(TASK TO COMPLETE) Print the stretch of the article below on the peso and Mexican stocks after Trump's election, from "There are two" through "Trump took office.", word for word.

(PROVIDED TEXT)
When President Trump won the US election in November, many heralded the end of the Mexican economy after the new leader of the free world had vented all his anger against the country, which he had deemed as the origin of all American maladies. During the whole campaign, Trump had vowed to take action against firms investing in Mexico and promised that he was going to shake up NAFTA.
From election day to his inauguration, a two-month period, the dollar soared about 17% against the peso. On the other hand, the IPC, the main index of the Mexican Stock Exchange (BMV), fell 10% in the next five days after the American people went to the polls and supported the candidacy of the Republican. Investors were afraid of taking part in the Mexican economy back then, but the situation has changed dramatically in just half a year.
The peso has gained 17% against the greenback, while the IPC is registering record-high levels, surpassing in late March the 49,000 points band for the very first time in its history.
There are two main factors that are driving this turning point in investors’ sentiment. Firstly, the BMV is influenced by the events on Wall Street, and in the northern neighbor the S&P 500 is experiencing an extremely bullish environment since Trump took office.
The new president promises to lower taxes for the middle classes and companies, which would boost US firms’ profits, as consumers would have more money to spend while big enterprises could use a larger percentage of their income to increase their dividend yields or develop new investment plans instead of giving it to the IRS.
Many Mexican companies such as Bimbo or America Movil have a strong footprint in the US and, consequently, their assets have gained 20% and 7%, respectively, since January. Furthermore, around 75% of Mexico’s foreign trade takes place with the US, hence if the economy in the north goes well, the south will follow suit.
Furthermore, Trump has vowed to unleash a USD1 trillion investment in infrastructure, which rallied construction stocks. And again, there are important Mexican construction firms such as Cemex or raw material producers like Industrias Peñoles or Grupo Mexico, which have experienced a slight growth in their prices.
Moreover, investors are also beginning to cast doubt on whether Trump will really fulfill these promises and wonder what degree his claims are to be believed. As a result, the Wall Street rally has recently begun to slow down, while the Mexican peso has started to recover.
Whereas during the campaign the peso had danced to Trump’s rhythm, losing its value when the Republican was advancing in the polls, investors in the Mexican currency are not scared anymore by the President’s attacks, as they have taken for granted that he will not put an end to NAFTA, as promised, although there will be a renegotiation between both nations instead.
As a matter of fact, the Trump administration just drafted a proposal circulating in Congress that implies that the Republican government will seek only minor changes to NAFTA, the Wall Street Journal reports.
These steps have brought some certainty to the battered Mexican economy, and so Mexican investors are repatriating part of their capital they had sent to the US to protect their wealth from an unstable scenario. As for March 12, SAT—the Mexican ISR—reported that its citizens have brought USD50 million since the beginning of the year, as part of a program to promote locals to invest in the country instead of overseas.

Natural-language object grounding data:
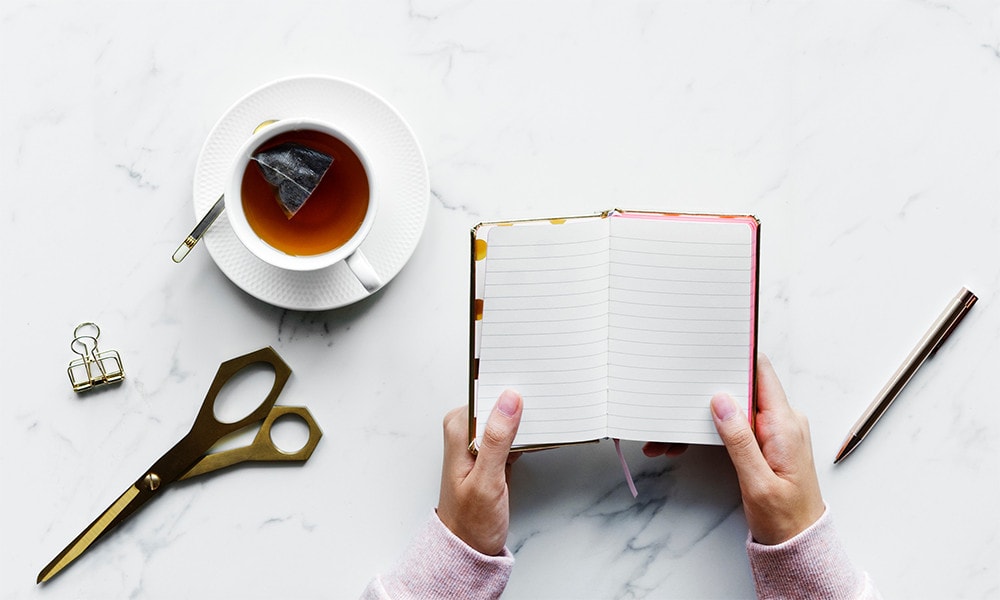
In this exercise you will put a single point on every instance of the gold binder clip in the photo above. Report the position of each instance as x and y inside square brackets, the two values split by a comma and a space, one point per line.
[94, 367]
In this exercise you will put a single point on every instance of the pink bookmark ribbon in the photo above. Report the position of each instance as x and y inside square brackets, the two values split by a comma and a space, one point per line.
[628, 474]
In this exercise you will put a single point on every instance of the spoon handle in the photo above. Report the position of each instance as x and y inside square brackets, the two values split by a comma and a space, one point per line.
[199, 230]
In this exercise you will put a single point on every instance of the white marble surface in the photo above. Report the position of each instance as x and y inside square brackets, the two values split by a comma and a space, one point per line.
[864, 135]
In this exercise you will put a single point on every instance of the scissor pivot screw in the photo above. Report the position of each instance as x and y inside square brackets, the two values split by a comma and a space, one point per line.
[152, 481]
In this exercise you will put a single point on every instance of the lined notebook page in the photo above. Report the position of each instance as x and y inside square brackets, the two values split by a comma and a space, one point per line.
[681, 309]
[545, 327]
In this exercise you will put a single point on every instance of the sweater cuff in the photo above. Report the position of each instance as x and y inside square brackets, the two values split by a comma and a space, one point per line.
[438, 564]
[813, 564]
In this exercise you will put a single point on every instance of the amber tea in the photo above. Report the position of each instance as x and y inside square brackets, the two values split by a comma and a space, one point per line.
[332, 214]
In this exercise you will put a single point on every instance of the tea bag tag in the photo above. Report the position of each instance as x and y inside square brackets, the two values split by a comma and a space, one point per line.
[94, 367]
[294, 171]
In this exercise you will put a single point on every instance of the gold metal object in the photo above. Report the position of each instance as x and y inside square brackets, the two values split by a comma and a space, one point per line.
[209, 218]
[928, 345]
[190, 457]
[94, 367]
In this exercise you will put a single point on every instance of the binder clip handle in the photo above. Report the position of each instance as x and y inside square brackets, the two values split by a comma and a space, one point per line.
[93, 367]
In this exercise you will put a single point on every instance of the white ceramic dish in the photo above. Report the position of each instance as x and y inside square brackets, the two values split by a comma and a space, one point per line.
[393, 149]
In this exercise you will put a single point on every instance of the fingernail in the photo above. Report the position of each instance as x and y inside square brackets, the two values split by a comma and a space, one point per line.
[507, 404]
[723, 406]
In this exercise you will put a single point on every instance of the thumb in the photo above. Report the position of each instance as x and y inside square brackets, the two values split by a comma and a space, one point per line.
[499, 434]
[734, 429]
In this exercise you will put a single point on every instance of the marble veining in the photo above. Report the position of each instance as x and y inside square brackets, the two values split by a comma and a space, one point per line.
[865, 136]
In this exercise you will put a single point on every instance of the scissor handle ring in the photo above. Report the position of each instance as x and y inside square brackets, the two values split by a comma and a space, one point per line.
[206, 416]
[279, 412]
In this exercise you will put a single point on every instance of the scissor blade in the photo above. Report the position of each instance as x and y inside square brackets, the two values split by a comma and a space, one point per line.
[124, 506]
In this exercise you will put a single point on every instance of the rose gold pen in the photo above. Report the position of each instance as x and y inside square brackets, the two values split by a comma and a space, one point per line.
[928, 345]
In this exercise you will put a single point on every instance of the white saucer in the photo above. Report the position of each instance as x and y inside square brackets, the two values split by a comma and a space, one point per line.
[397, 162]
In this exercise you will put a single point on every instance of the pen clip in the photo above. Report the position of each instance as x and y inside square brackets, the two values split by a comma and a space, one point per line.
[968, 301]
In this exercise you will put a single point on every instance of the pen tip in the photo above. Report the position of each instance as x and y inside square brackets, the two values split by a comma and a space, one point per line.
[849, 445]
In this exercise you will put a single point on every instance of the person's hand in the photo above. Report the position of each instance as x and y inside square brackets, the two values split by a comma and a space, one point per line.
[474, 501]
[777, 475]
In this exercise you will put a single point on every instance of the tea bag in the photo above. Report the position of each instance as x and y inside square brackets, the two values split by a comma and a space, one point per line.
[294, 171]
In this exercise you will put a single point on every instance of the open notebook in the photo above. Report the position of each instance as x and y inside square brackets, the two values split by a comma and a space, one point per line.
[618, 325]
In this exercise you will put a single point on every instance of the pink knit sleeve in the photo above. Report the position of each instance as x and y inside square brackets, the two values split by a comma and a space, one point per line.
[813, 564]
[440, 565]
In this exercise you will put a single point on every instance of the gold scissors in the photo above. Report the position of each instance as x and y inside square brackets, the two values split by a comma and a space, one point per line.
[189, 456]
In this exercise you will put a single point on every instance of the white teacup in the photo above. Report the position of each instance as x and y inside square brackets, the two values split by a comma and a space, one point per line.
[253, 230]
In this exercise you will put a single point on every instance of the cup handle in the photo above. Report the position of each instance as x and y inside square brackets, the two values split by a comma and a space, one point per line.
[363, 270]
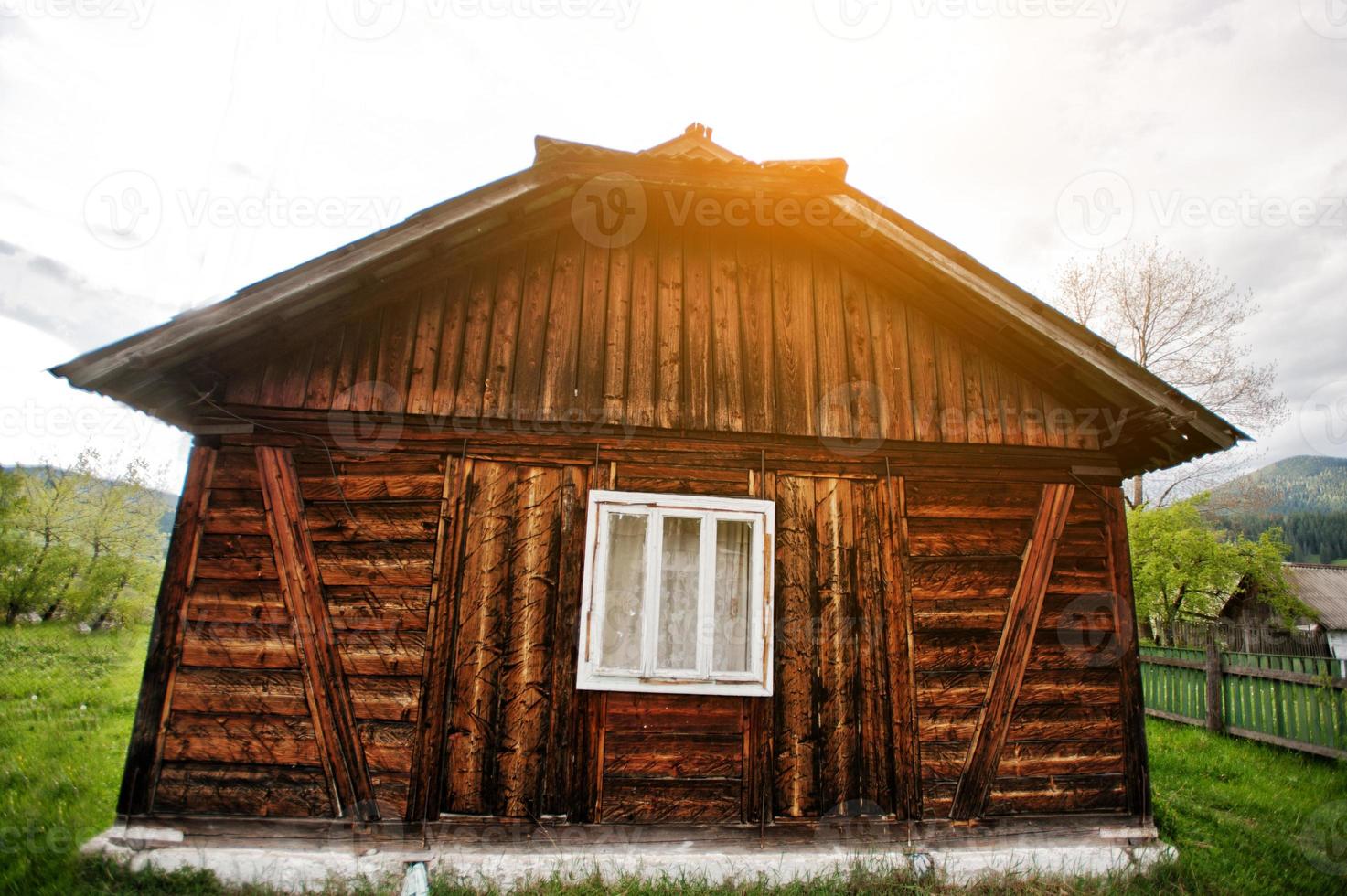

(RESPONSE BELOW)
There are two main factors that are driving this turning point in investors’ sentiment. Firstly, the BMV is influenced by the events on Wall Street, and in the northern neighbor the S&P 500 is experiencing an extremely bullish environment since Trump took office.